**WHAT TO DO:**
Report how many lines in the entries that follow contain the string "below", treating uppercase and lowercase as distinct. Give only the number.

(A sequence of entries)
....

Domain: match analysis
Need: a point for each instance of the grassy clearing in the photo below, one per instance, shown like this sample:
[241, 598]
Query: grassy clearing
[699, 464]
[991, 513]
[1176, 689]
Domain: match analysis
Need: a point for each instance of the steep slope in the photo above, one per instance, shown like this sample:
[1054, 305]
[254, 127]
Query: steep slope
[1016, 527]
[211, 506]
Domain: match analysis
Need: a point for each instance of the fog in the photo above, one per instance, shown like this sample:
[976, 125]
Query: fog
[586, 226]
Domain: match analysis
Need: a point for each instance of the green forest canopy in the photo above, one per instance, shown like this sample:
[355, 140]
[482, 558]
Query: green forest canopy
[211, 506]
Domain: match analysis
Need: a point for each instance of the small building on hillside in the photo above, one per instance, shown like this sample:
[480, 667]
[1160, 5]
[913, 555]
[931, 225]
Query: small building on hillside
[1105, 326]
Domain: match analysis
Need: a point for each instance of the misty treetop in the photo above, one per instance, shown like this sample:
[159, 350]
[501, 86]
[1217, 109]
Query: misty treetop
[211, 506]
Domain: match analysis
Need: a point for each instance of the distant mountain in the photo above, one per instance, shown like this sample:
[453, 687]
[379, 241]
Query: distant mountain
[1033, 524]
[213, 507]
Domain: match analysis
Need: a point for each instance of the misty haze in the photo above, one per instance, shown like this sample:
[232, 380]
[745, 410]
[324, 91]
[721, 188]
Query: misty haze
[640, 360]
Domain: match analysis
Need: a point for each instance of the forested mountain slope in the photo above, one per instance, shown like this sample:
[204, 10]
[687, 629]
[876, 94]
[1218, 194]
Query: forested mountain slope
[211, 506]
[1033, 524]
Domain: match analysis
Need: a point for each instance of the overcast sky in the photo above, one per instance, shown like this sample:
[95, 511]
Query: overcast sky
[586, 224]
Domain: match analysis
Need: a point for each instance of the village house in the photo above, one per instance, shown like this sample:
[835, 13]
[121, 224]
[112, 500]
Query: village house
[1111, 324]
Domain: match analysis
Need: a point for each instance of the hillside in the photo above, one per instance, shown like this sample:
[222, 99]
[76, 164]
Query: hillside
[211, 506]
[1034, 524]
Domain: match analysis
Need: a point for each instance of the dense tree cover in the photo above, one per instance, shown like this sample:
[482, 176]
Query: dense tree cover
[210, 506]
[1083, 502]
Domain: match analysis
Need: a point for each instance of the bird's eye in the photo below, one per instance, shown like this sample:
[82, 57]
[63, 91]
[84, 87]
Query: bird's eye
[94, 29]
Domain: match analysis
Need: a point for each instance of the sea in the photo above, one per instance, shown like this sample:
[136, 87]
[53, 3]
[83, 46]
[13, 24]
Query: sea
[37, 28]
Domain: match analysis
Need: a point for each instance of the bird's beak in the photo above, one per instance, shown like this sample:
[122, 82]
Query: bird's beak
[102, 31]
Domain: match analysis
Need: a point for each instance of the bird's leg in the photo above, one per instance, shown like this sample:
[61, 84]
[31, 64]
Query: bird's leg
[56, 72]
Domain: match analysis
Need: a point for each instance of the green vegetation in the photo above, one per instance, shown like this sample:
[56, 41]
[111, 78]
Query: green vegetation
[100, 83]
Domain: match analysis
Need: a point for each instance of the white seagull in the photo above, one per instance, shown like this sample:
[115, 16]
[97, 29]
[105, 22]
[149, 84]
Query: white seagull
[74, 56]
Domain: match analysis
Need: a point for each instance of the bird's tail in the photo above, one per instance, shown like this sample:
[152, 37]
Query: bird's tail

....

**RESULT:**
2